Return the passage of the excerpt on town paving funds from "Supervisor Grace has" to "increase since 1995.", copied word for word.

> [EXCERPT TO READ]
--

There’s also a third alternative:  pay for more paving ourselves. That, of course, would mean increasing our town tax bill.    

Supervisor Grace has repeatedly criticized past supervisors and town boards, dating back to 2009, for not including any town paving money in their budgets. But then, neither did he in his one and only budget, the 2013 budget — even though he increased the town tax by 4.5%, the largest percentage increase since 1995.

Like past supervisors and town boards, Supervisor Grace faced the unpleasant truth that the paving budget was one of the very few discretionary items in the town budget:  by eliminating or reducing the paving line, he could limit the increase in the town tax rate. When wages and other employee related costs like pension and health benefits account for 78% of the budget,  and the remaining 22% of the budget has to cover an array of essential overhead costs and snow plowing, there’s precious little left to fund discretionary expenses like paving or, for that matter, major neighborhood drainage improvements.

--

> [RECORD EXTRACTS]
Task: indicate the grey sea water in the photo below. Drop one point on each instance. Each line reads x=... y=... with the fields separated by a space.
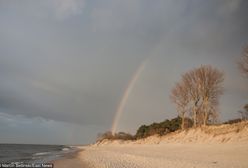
x=25 y=153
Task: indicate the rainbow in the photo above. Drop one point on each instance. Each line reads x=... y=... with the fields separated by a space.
x=125 y=96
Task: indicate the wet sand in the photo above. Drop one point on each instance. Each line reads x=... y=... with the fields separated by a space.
x=71 y=160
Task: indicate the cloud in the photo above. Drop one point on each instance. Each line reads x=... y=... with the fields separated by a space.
x=66 y=8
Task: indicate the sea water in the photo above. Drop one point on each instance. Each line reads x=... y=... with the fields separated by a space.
x=24 y=153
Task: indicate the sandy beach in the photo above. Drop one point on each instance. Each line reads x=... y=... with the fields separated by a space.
x=211 y=147
x=160 y=156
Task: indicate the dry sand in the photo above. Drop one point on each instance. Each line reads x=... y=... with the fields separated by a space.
x=210 y=147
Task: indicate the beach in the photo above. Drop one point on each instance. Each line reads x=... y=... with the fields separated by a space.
x=160 y=156
x=210 y=147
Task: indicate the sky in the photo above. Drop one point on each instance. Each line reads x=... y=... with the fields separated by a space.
x=65 y=64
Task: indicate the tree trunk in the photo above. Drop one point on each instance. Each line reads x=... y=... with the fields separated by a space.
x=194 y=111
x=182 y=124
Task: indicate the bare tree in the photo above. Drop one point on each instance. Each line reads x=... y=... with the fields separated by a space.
x=201 y=87
x=179 y=96
x=243 y=64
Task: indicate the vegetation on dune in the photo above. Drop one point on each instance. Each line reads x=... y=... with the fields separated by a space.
x=144 y=131
x=161 y=128
x=197 y=94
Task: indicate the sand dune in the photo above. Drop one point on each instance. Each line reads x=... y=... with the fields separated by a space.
x=207 y=147
x=166 y=155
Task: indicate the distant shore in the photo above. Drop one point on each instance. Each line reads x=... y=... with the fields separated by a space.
x=209 y=147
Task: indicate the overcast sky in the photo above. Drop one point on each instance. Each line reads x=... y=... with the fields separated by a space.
x=64 y=64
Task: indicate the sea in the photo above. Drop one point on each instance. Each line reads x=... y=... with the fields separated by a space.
x=25 y=153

--

> [TASK SOLUTION]
Supervisor Grace has repeatedly criticized past supervisors and town boards, dating back to 2009, for not including any town paving money in their budgets. But then, neither did he in his one and only budget, the 2013 budget — even though he increased the town tax by 4.5%, the largest percentage increase since 1995.